WHAT IS EXPECTED
Please write out each entry below exactly as given.

RECORDS PROVIDED

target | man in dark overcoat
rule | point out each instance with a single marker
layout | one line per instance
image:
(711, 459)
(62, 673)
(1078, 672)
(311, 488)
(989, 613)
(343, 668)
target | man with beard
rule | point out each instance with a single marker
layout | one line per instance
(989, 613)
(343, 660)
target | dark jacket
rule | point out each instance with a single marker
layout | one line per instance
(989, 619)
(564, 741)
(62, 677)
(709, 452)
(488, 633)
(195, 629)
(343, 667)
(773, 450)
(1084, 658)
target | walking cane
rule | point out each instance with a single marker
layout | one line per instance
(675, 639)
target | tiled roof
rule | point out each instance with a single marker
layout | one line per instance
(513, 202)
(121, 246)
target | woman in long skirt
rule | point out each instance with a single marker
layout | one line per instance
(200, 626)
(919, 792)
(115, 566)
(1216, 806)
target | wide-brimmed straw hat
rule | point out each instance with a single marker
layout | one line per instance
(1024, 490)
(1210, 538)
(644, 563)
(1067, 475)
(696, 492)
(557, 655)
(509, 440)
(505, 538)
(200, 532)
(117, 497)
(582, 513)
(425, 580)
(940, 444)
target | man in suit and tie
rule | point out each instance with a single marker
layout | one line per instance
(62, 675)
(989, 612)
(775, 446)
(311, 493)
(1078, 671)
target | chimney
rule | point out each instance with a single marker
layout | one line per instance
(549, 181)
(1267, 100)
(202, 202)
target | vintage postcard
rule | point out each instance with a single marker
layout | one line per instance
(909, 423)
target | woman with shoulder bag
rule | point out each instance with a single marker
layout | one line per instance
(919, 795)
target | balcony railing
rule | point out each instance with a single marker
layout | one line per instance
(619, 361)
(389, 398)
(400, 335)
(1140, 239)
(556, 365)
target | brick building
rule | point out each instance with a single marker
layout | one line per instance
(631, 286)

FINISHED EXERCISE
target | man in dark overcoat
rule | point out each instance with a single marker
layout | one line per instance
image:
(711, 459)
(62, 673)
(1078, 672)
(311, 488)
(989, 613)
(343, 668)
target | man with beard
rule | point out each instance with a single marker
layout | one line per instance
(989, 613)
(343, 660)
target | dark jacket
rule | point out each instance with a single marker
layout | one line per instance
(989, 619)
(564, 741)
(62, 677)
(709, 452)
(488, 633)
(195, 629)
(343, 667)
(773, 450)
(1084, 658)
target | walking cane
rule | point out each instance with a single marker
layout | one line per instance
(675, 639)
target | tiled roof
rule | point out each instance with a single marker
layout | one line per instance
(513, 202)
(121, 246)
target | woman in long skirt
rule | point out each instance with a single marker
layout | one line per instance
(200, 626)
(919, 792)
(115, 566)
(1216, 806)
target | wide-brimmed straw hat
rule | point out each instance with a single marker
layout | one line per instance
(1024, 490)
(1210, 538)
(644, 563)
(1067, 475)
(696, 492)
(557, 655)
(509, 440)
(505, 538)
(200, 532)
(117, 497)
(582, 513)
(425, 580)
(940, 444)
target | man in suit and tie
rule | point out each instance with a single marker
layout | one line per instance
(62, 675)
(989, 612)
(775, 446)
(311, 493)
(1078, 671)
target | chimney
rule | point out each instance with a single marker
layout | one line per instance
(549, 181)
(1267, 100)
(202, 202)
target | vintage postcard
rule | point out each instance with a single marker
layout | one line per instance
(909, 423)
target | woman with shoulder bag
rule | point out each instance with a single marker
layout | one line per instance
(919, 795)
target | balcony railing
rule | point out each instance with a single marker
layout | one line per instance
(619, 361)
(389, 398)
(400, 335)
(1140, 239)
(556, 365)
target | brick building
rule | point out each instance with a single marker
layout | one line per instance
(631, 286)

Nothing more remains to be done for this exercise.